→ INSTRUCTIONS TO FOLLOW: Transcribe precisely those lines of the listing that fall between the line containing "Mark the yellow goalkeeper" and the last line, inclusive of both.

→ SOURCE RECORDS:
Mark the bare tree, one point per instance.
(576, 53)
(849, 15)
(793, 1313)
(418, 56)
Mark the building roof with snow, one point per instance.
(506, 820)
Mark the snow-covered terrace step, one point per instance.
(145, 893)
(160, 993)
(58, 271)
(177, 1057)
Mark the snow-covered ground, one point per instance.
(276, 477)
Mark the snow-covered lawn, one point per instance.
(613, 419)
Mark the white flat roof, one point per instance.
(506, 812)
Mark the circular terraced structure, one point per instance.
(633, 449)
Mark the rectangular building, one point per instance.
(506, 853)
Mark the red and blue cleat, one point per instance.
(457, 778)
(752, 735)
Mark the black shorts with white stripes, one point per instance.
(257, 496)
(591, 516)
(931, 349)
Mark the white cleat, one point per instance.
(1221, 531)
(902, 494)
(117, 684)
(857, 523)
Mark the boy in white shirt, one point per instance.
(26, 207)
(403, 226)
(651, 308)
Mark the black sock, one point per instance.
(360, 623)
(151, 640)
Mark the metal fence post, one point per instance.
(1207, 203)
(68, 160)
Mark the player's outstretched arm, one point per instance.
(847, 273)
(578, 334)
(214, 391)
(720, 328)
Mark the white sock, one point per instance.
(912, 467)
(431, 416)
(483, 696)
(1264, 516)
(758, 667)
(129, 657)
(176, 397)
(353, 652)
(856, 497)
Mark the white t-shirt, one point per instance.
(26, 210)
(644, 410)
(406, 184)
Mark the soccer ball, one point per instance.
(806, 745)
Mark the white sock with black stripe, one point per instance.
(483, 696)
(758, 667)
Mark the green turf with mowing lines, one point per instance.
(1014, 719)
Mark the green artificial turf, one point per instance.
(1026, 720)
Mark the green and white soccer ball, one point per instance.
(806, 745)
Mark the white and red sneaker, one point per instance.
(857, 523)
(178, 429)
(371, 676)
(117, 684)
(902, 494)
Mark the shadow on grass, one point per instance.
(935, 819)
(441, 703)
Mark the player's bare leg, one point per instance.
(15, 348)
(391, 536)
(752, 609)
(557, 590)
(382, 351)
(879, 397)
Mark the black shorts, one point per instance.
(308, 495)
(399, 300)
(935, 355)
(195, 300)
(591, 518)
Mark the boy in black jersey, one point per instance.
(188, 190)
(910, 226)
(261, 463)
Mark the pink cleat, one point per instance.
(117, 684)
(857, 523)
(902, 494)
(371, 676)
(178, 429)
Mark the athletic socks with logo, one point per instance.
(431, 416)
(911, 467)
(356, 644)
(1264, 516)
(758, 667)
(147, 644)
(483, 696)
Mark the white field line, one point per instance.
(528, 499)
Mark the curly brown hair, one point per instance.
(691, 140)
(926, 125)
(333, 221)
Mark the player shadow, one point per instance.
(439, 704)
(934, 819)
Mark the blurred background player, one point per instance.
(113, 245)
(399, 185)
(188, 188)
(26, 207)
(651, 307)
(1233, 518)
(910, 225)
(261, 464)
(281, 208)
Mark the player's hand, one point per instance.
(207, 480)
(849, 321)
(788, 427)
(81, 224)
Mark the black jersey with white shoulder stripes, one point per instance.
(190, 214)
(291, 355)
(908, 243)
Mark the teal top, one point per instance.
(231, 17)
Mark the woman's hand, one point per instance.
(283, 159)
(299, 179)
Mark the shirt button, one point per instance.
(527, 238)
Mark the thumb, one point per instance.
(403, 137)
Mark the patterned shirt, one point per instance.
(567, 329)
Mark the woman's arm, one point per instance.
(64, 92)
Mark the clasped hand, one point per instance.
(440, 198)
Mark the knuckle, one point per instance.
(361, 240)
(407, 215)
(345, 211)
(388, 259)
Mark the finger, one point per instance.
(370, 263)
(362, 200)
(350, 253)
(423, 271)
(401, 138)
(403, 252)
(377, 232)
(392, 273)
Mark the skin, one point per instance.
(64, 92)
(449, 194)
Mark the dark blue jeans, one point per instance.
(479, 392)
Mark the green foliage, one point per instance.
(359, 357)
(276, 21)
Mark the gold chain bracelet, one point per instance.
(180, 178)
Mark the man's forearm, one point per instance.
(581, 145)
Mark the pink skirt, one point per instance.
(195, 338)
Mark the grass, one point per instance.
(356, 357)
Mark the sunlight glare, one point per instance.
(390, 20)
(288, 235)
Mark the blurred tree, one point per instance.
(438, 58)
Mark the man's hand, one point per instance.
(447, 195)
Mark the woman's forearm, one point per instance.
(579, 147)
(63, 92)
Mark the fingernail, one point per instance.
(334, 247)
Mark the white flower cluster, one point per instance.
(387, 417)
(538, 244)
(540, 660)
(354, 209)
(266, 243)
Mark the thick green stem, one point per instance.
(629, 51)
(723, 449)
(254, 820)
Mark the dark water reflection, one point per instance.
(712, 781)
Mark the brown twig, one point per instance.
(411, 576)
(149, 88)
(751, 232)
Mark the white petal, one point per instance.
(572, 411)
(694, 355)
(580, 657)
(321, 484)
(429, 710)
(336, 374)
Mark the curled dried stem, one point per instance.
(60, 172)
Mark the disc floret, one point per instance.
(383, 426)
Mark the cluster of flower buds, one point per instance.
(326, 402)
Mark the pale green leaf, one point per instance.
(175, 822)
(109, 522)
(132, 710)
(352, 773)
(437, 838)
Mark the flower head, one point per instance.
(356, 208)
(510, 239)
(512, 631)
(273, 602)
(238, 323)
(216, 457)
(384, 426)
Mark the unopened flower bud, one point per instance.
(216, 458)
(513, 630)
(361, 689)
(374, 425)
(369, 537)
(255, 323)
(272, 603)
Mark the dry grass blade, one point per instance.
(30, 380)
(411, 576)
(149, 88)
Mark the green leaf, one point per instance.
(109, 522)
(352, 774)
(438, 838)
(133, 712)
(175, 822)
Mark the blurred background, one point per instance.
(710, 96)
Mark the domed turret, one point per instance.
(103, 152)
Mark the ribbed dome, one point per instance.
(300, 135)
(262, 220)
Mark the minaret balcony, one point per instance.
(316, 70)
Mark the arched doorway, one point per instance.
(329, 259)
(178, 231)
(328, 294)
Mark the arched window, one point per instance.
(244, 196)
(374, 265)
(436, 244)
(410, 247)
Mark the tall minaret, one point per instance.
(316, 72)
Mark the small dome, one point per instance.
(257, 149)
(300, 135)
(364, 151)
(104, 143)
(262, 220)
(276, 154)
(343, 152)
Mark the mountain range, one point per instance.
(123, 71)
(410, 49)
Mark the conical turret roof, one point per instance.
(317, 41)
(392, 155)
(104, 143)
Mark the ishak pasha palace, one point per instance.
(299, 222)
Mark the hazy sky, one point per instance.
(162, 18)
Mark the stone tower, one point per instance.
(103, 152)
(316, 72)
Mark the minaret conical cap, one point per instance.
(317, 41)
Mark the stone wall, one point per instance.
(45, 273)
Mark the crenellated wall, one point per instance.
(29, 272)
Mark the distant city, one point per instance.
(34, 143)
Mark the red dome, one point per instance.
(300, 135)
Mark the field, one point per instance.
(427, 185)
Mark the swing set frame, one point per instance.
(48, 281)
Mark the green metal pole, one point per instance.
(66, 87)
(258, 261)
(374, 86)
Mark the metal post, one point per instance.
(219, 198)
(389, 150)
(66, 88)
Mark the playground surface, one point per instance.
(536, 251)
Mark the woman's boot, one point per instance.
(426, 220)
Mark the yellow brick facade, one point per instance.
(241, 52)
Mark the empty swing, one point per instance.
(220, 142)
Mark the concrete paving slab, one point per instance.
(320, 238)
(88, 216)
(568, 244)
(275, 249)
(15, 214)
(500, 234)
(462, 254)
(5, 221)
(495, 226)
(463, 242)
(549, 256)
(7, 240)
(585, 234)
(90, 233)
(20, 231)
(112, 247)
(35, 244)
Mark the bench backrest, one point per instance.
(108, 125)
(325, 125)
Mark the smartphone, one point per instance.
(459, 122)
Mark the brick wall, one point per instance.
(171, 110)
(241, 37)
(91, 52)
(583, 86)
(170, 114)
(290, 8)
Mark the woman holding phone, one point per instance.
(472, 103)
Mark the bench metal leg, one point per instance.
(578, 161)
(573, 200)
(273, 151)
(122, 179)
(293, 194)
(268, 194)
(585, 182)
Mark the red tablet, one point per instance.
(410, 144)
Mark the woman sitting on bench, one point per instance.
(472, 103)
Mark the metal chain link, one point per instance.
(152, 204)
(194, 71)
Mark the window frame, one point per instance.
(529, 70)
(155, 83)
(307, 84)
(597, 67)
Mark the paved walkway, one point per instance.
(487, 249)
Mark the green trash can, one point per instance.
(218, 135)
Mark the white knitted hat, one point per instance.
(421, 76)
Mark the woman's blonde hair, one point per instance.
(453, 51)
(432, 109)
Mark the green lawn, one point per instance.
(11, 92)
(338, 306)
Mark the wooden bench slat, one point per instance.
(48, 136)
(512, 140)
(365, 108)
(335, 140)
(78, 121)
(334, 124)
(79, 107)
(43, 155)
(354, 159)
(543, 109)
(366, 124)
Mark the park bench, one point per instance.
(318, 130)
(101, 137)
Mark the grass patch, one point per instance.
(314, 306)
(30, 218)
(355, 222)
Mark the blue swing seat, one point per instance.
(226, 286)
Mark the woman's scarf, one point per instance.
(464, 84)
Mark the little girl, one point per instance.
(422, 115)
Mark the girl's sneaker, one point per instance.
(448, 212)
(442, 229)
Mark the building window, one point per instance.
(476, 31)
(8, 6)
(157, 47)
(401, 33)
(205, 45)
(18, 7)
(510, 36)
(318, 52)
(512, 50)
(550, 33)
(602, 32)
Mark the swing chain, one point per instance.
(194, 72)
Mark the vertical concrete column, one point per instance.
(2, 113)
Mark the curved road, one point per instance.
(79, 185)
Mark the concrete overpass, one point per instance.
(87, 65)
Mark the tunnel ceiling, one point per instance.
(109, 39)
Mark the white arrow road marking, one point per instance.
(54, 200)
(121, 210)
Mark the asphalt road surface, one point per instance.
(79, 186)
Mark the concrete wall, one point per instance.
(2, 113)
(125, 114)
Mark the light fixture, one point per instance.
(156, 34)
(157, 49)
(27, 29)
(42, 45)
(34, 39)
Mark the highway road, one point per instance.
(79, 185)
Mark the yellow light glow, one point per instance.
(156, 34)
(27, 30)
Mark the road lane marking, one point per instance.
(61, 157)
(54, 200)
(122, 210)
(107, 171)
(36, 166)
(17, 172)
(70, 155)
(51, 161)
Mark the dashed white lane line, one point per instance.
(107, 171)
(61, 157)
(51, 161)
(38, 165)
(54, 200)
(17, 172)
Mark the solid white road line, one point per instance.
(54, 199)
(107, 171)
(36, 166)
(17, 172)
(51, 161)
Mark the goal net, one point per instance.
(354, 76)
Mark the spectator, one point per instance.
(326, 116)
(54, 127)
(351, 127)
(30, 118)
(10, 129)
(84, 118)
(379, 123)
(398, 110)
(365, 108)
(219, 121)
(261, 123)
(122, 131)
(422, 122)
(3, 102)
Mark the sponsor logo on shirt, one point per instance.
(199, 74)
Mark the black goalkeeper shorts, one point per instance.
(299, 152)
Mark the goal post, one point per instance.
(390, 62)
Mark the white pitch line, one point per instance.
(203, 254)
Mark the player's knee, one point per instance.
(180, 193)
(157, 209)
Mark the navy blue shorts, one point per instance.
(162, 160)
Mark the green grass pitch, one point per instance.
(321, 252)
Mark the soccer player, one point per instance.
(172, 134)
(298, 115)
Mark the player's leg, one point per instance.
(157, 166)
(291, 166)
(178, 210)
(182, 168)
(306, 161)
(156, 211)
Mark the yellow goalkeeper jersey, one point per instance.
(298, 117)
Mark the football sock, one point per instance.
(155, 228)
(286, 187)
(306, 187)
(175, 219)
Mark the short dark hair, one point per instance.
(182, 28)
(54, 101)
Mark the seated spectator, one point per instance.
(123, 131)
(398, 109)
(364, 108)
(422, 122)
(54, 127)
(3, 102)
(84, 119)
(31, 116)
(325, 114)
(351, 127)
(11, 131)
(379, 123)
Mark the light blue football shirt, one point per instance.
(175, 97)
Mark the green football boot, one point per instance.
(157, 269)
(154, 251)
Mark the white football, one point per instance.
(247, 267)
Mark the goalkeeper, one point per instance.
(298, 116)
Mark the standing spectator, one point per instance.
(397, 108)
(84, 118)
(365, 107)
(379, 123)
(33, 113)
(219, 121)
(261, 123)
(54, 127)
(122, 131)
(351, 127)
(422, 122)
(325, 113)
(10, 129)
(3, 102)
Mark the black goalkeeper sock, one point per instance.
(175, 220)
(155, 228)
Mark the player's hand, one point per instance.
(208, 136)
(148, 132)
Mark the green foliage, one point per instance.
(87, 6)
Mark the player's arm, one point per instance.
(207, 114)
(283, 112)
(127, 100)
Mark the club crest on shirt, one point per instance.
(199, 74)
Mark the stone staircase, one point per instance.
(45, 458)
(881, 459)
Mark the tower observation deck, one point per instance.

→ EXERCISE RESULT:
Mark the yellow goalkeeper jersey, one point per instance.
(298, 117)
Mark the football sock, one point per instance.
(155, 228)
(286, 187)
(306, 187)
(175, 219)
Mark the short dark hair, one point per instance.
(182, 28)
(54, 101)
Mark the seated spectator, one point per instance.
(123, 131)
(398, 109)
(364, 108)
(422, 122)
(54, 127)
(3, 102)
(84, 119)
(31, 116)
(325, 114)
(351, 127)
(11, 131)
(379, 123)
Mark the light blue football shirt, one point per instance.
(175, 97)
Mark the green football boot, one point per instance.
(157, 269)
(154, 251)
Mark the white football, one point per instance.
(247, 267)
Mark the goalkeeper, one point per instance.
(298, 116)
Mark the standing spectator, one point per instance.
(397, 108)
(84, 118)
(365, 107)
(379, 123)
(33, 113)
(219, 121)
(261, 123)
(54, 127)
(122, 131)
(351, 127)
(422, 122)
(325, 113)
(10, 129)
(3, 102)
Mark the black goalkeeper sock, one point per instance.
(175, 220)
(155, 228)
Mark the player's hand, one point per instance.
(208, 136)
(148, 132)
Mark the green foliage, one point per instance.
(87, 6)
Mark the player's arm, one point per instance.
(207, 114)
(283, 112)
(127, 100)
Mark the club crest on shirt, one point per instance.
(199, 74)
Mark the stone staircase, one point per instance.
(45, 458)
(881, 459)
Mark the tower observation deck, one point per instance.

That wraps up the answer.